*Excerpted text*:
■ ■ ■ ■

Jimmy Carter's Cancer Is Gone; Former US President Made Surprise Announcement During Sunday School Lecture
Former U.S. President Jimmy Carter is now cancer-free, a friend and former church members told the Atlanta Journal-Constitution Sunday. Carter, 91, announced in August doctors found four small tumors on his brain. Family members have recently said the 39th president was recovering well after undergoing radiation treatment.
Carter was teaching a Sunday school class at Maranatha Baptist Church in his hometown of Plains, Georgia, when he made the surprise announcement, said Jill Stuckey, a close friend of the Carter family and a board member of the Friends of Jimmy Carter National Historic Site in Georgia.
“He said he got a scan this week, and the cancer was gone,” she told the Journal-Constitution, adding Carter was speaking to roughly 350 people at the time. “The church, everybody here, just erupted in applause.”

■ ■ ■ ■

*What you are asked to do*: Continue the news report on Jimmy Carter's cancer announcement, picking up after its last sentence.

■ ■ ■ ■

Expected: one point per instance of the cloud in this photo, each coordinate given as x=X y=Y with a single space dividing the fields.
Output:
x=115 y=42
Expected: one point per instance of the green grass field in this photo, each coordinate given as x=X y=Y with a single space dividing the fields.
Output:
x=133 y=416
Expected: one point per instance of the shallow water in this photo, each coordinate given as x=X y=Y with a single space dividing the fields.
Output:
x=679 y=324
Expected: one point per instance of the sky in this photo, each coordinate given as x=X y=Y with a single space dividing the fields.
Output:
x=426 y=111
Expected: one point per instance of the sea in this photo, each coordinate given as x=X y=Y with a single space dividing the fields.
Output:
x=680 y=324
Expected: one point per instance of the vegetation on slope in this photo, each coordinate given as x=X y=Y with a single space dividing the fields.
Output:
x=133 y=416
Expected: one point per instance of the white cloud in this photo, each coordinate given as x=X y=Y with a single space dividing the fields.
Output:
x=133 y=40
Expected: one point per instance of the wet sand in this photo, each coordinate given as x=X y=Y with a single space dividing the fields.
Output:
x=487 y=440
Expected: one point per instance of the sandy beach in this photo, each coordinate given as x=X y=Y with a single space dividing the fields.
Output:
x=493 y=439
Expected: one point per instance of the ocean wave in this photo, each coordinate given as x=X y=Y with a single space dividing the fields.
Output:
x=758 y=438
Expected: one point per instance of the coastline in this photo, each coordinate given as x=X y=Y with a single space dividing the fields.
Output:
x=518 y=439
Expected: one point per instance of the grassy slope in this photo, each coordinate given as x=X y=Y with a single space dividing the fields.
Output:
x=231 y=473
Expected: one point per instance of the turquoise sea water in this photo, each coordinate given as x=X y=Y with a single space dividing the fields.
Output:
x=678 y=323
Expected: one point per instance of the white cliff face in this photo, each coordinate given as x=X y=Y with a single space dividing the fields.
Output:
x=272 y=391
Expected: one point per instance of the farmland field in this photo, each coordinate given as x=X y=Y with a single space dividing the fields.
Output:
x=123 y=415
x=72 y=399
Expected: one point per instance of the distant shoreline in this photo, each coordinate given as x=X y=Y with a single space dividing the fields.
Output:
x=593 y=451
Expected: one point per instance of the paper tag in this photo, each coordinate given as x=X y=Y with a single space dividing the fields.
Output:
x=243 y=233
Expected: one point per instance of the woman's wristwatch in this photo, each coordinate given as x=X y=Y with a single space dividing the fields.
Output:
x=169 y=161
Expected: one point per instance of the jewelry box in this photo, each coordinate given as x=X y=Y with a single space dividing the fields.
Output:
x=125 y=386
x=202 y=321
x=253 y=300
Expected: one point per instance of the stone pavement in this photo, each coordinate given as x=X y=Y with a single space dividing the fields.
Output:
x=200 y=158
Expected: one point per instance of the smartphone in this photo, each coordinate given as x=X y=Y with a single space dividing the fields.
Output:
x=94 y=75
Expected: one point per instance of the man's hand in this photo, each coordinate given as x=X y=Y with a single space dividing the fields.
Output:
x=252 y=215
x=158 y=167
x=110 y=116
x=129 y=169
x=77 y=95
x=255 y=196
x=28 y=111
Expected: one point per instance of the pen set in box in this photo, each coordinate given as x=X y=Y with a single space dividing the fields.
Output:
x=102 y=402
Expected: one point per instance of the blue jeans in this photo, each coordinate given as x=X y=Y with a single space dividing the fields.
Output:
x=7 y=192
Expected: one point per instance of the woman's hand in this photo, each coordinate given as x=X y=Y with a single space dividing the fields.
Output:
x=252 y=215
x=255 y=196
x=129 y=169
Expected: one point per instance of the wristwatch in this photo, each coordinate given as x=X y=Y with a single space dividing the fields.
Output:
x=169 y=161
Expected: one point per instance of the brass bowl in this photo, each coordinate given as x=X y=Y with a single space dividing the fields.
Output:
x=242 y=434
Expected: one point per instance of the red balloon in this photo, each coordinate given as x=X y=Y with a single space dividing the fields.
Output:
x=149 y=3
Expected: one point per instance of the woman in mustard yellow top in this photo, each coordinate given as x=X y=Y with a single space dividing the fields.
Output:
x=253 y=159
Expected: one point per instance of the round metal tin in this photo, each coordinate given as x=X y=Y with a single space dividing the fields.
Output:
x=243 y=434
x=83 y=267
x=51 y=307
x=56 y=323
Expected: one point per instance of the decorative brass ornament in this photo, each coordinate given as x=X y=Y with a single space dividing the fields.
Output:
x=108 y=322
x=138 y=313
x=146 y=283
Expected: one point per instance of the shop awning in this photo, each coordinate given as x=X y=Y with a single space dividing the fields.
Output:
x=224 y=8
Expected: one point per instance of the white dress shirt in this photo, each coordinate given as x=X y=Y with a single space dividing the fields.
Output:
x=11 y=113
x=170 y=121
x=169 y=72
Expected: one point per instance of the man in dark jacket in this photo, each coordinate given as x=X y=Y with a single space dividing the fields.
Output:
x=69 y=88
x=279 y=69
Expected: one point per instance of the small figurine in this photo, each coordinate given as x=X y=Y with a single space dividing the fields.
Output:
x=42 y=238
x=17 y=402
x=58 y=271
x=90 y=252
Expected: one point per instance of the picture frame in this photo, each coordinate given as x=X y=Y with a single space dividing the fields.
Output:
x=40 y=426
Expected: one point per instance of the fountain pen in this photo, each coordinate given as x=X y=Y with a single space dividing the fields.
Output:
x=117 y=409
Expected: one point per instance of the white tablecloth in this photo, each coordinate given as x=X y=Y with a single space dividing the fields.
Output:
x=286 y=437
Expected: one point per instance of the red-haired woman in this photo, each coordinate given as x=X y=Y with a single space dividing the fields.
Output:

■ ■ ■ ■

*Response below*:
That's good news for Carter, who announced earlier this year melanoma spots had been found on his liver and brain. Carter immediately began radiation treatment and was administered a recently approved drug to boost his immune system. Carter also said he would step back from the human rights organization he founded after leaving the White House though “there has been no evidence of that at all,” Carter's grandson Jason told reporters last week.
“Their peace with where they are in their lives and where they've been in this world has really allowed them to take in this outpouring of support that has been just incredible,” Jason Carter told members of the Atlanta Press Club last week. “It takes an incredible human being to have a diagnosis like this be almost a happy time for them.”
Jimmy Carter appeared at a Habitat for Humanity building project in Memphis last month, saying he had finished his four scheduled rounds of treatment and felt better.
Carter was president from 1977 to 1981. After leaving the White House he became an active diplomat, philanthropist and author. Carter won a Nobel Peace Prize in 2002, for his ability to "find peaceful solutions to international conflicts, to advance democracy and human rights and to promote economic and social development" around the world.